Provided material:
§
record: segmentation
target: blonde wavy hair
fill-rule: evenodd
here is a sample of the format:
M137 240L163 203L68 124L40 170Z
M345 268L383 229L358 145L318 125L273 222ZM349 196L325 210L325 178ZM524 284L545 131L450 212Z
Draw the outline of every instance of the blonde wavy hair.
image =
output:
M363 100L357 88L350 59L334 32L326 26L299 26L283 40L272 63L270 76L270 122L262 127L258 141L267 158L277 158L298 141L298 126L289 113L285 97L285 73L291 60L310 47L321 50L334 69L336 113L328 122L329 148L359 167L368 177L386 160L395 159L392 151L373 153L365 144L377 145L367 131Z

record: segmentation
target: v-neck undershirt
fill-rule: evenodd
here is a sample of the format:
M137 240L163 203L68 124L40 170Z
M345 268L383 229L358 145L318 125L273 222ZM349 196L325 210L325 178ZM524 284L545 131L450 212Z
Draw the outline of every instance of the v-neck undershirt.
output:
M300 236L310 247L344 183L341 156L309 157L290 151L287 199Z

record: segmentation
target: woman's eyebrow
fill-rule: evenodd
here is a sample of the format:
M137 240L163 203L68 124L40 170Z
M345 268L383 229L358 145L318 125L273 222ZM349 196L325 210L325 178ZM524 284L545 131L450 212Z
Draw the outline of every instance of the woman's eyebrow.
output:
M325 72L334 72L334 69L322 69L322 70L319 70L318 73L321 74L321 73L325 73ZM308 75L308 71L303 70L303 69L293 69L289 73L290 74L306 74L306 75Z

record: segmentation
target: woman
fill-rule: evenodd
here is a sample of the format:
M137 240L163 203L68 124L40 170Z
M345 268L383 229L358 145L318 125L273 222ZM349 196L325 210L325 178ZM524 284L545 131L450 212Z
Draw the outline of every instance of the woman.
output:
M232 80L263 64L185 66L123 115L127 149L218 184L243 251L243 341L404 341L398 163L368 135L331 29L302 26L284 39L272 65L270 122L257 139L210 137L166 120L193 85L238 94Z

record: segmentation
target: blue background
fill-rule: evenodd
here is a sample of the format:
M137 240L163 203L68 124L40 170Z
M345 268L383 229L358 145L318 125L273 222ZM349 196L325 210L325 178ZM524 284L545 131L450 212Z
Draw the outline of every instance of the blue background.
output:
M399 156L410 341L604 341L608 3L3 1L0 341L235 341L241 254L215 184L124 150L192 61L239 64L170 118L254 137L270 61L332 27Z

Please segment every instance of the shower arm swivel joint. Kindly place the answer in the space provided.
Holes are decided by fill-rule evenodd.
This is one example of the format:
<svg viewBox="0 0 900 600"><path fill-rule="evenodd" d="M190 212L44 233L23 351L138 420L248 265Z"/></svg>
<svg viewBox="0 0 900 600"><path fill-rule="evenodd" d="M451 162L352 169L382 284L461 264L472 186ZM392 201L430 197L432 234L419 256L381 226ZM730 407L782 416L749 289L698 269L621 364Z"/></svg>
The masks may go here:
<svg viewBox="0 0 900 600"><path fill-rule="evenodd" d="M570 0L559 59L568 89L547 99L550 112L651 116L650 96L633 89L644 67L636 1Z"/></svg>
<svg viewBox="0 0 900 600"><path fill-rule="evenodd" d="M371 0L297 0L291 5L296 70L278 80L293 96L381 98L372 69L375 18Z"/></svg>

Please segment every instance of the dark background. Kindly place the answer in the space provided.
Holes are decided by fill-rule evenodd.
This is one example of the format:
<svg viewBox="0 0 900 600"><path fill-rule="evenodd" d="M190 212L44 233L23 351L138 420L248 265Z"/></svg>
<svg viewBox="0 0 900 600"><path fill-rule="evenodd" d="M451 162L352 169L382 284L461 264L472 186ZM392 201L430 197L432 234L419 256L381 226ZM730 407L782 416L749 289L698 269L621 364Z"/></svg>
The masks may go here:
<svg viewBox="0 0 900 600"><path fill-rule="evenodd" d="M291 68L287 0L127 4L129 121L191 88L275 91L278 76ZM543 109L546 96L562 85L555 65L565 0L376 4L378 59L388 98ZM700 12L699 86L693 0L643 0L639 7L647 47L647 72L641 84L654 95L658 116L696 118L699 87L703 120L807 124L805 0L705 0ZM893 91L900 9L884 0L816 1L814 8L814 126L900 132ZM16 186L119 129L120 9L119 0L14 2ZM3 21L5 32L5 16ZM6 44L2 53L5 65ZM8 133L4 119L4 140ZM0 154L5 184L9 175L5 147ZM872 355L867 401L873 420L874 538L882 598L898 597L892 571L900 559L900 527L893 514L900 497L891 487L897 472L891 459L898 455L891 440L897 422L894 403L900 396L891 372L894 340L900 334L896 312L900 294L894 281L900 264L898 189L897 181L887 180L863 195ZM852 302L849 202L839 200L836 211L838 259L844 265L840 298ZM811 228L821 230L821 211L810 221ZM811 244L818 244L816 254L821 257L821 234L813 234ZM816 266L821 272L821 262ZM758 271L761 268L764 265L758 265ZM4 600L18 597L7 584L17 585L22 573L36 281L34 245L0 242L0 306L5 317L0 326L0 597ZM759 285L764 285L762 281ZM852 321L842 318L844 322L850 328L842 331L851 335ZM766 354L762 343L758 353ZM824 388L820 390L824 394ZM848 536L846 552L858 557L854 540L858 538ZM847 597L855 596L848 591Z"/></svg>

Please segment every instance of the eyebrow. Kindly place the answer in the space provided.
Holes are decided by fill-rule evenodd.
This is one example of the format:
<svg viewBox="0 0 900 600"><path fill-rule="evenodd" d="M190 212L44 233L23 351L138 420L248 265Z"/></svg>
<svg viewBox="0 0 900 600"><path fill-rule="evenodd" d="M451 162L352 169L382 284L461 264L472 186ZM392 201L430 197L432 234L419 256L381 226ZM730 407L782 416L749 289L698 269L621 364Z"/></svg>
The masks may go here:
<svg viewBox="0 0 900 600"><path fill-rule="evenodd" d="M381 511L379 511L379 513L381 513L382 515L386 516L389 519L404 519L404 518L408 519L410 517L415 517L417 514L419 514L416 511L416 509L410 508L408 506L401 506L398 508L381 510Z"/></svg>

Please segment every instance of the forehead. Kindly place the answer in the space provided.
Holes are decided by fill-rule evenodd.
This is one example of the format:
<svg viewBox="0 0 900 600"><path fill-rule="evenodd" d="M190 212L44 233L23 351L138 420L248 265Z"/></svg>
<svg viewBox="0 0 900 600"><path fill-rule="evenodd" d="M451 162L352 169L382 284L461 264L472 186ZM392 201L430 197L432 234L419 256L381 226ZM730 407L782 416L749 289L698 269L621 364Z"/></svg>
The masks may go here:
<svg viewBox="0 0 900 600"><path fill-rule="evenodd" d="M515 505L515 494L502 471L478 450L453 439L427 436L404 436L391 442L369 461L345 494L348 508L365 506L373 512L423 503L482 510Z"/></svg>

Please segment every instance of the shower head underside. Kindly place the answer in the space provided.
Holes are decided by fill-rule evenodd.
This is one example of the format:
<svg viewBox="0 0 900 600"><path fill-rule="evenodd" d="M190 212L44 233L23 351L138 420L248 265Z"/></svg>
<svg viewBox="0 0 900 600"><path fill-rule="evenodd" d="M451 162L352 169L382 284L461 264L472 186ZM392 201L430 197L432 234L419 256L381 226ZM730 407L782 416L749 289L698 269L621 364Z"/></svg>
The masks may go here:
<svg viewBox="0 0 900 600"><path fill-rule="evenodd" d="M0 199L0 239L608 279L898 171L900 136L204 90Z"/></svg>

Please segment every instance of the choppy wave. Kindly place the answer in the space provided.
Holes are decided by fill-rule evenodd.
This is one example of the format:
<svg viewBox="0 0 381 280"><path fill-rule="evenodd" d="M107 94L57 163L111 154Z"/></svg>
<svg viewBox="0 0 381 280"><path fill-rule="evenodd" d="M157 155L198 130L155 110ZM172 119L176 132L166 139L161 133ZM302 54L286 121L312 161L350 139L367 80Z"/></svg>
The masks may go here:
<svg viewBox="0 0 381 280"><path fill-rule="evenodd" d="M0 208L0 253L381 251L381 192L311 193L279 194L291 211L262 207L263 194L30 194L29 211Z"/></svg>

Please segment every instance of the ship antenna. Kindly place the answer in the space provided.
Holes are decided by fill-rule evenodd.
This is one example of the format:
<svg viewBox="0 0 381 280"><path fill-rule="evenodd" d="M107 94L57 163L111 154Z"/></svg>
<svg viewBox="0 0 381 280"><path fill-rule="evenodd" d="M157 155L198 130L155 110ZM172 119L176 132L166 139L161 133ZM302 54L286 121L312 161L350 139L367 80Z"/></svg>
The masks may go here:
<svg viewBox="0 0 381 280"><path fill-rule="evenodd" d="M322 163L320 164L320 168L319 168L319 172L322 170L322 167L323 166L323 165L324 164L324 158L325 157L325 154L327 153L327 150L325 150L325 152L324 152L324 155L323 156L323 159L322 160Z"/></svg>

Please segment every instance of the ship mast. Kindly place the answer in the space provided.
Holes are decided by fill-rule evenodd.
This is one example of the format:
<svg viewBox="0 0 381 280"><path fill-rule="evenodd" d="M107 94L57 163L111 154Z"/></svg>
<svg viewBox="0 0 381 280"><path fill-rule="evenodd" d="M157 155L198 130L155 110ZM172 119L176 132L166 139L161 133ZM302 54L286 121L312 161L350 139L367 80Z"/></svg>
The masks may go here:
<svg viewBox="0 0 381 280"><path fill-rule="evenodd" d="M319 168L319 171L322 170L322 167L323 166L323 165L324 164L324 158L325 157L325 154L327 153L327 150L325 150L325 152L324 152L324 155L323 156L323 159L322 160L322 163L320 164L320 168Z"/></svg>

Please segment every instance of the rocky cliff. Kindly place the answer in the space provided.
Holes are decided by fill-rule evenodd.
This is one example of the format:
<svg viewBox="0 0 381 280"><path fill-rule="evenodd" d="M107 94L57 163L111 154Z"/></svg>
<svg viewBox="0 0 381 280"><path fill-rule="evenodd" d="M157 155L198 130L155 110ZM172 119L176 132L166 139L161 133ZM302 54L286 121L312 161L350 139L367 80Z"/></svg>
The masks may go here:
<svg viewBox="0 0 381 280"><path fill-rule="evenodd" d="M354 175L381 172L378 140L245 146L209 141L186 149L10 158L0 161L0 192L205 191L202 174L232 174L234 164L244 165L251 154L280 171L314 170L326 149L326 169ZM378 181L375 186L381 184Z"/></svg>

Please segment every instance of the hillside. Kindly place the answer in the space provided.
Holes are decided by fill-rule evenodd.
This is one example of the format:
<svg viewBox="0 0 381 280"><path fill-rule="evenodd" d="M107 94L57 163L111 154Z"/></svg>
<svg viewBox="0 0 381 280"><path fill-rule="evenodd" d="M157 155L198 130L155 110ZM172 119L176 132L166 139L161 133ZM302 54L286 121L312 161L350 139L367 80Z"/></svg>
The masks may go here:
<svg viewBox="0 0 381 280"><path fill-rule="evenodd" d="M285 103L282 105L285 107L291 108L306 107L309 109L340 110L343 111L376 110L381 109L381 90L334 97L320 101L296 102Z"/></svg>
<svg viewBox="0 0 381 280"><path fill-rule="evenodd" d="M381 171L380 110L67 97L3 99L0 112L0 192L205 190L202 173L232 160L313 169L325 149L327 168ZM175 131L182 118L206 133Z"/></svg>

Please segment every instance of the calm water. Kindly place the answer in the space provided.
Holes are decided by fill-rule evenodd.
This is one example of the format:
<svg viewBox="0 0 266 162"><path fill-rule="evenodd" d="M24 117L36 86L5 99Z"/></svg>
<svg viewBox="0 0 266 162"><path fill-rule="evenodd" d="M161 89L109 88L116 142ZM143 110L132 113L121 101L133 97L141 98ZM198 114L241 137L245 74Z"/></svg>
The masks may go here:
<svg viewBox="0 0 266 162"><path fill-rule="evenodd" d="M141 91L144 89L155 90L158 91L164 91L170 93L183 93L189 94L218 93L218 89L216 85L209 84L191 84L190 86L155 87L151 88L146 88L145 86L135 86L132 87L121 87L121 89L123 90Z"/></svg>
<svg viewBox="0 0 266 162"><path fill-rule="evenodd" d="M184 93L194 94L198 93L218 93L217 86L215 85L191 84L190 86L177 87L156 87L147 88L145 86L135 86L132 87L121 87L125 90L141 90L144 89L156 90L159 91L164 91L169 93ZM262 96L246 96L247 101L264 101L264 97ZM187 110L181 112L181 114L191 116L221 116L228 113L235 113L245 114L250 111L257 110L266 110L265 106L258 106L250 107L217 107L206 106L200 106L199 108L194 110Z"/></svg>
§
What you are asked to do: Edit the lines from the one containing "Please segment every instance of the eyebrow." through the one containing "511L379 511L379 513L381" by replacing "masks" with "outlines", and give only those lines with nothing else changed.

The reply:
Please segment every instance of the eyebrow. Kindly place the answer in the space provided.
Holes are decided by fill-rule evenodd.
This is one example of the format:
<svg viewBox="0 0 900 600"><path fill-rule="evenodd" d="M190 212L44 233L23 351L138 420L248 265Z"/></svg>
<svg viewBox="0 0 900 600"><path fill-rule="evenodd" d="M451 162L352 169L382 284L461 264L472 186ZM392 201L430 197L432 234L419 256L381 226ZM730 407L782 416L749 289L698 269L621 364Z"/></svg>
The outlines may go here:
<svg viewBox="0 0 900 600"><path fill-rule="evenodd" d="M381 511L379 511L379 513L381 513L382 515L386 516L389 519L404 519L404 518L408 519L410 517L415 517L417 514L419 514L416 511L416 509L410 508L408 506L401 506L398 508L381 510Z"/></svg>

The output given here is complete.